Diaz: It’s amazing when I go into interviews. Yesterday, there were at least three or four people who said, “What’s it like playing such an ugly character?” I’m like, “What are you talking about? I think she’s beautiful.” It’s shocking to me that that’s the perception, just because she’s big and round. I think she’s lovely. Her body is everything that she is inside. I love that she is the princess who isn’t like all the other princesses. She doesn’t look like them, and she’s just as beloved and accepted.

Sedaris: Doesn’t she have knobs coming out of her neck?

Diaz: She does have the ears. I was worried that she might actually have like rows of teats, because she’s having a litter. It was a little fantasy of her like, laying on her side and having little baby legs sticking out.

AP: Are you all game for a fourth “Shrek” movie, and what do you hope your characters might be doing?

Oteri: Staying awake. Getting some dialogue. They’re like, “Cheri, you don’t say much in this movie,” and I’m like, “I didn’t know that.” But I’d love to do it again.

Rudolph: I feel like I botched my chance to do it again, because my character is such a jerk.

Poehler: No, it just made her interesting.

Rudolph: She needs to come back and make amends.

Poehler: And she needs to get a new wig.

AP: Amy, what would Cinderella be doing in the next movie?

Sedaris: Oh, gosh. Probably living alone, a junked-up junkie.

Diaz: We’ll all do an intervention.

Sedaris: Can you imagine Cinderella going, “You’re the one with the problem! You are! You’re the one with the problem!”

Diaz: I’m ready for “Shrek 18,” if they haven’t killed Fiona off by then.

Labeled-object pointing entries
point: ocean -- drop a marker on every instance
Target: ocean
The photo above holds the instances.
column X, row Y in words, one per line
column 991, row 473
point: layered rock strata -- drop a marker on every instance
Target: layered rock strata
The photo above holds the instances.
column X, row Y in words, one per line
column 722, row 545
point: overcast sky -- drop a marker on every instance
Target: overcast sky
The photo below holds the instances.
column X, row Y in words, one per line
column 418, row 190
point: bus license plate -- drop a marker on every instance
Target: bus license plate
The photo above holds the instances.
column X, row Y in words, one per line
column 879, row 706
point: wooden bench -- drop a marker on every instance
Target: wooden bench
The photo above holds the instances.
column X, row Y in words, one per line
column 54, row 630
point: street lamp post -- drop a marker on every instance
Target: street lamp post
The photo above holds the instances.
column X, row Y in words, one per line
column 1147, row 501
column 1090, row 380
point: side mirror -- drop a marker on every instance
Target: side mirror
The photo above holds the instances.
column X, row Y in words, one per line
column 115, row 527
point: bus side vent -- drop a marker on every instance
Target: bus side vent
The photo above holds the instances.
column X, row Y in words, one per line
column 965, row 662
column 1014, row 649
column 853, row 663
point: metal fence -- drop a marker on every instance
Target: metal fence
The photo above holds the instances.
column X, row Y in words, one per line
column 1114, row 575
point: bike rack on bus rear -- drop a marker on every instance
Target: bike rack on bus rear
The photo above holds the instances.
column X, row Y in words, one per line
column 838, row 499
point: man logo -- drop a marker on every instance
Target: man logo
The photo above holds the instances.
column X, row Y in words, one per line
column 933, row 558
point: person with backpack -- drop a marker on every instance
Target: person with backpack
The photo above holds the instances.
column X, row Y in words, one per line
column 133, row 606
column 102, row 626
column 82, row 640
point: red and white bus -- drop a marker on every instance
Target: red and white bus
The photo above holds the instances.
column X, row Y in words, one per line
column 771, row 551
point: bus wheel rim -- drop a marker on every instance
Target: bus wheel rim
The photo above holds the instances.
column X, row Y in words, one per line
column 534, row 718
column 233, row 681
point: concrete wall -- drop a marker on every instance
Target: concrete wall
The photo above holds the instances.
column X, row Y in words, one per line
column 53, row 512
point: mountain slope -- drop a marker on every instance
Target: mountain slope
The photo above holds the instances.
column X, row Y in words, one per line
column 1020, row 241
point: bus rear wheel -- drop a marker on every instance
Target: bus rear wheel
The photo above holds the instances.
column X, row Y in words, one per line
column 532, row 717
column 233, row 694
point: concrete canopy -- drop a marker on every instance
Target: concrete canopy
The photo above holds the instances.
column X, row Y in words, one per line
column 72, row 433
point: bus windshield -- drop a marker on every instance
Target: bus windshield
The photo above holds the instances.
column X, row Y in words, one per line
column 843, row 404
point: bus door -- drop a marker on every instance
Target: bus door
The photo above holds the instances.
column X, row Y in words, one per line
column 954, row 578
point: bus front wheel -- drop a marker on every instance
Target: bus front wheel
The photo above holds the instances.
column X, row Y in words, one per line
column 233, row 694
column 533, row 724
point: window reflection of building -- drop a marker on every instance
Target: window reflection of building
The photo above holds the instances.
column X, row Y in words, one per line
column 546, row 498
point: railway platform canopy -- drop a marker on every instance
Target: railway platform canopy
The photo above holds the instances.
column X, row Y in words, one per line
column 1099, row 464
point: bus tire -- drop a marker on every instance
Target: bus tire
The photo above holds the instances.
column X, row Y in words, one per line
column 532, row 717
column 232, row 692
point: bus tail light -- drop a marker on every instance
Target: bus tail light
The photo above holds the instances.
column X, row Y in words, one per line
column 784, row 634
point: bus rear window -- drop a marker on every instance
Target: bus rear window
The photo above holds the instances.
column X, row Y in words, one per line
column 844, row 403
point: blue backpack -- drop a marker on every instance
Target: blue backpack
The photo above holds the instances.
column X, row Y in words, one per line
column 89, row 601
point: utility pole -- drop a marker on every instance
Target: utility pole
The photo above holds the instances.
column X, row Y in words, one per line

§ Written tasks:
- A) Put this sentence from the Shrek cast interview into Spanish: "I love that she is the princess who isn't like all the other princesses."
- B) Copy out the stretch of rows from the line that contains "point: utility pole" through the end of the rows, without any changes.

§ Full solutions:
- A) Me encanta que sea la princesa que no es como todas las demás princesas.

- B)
point: utility pole -- drop a marker on every instance
Target: utility pole
The photo above holds the instances.
column X, row Y in words, one per line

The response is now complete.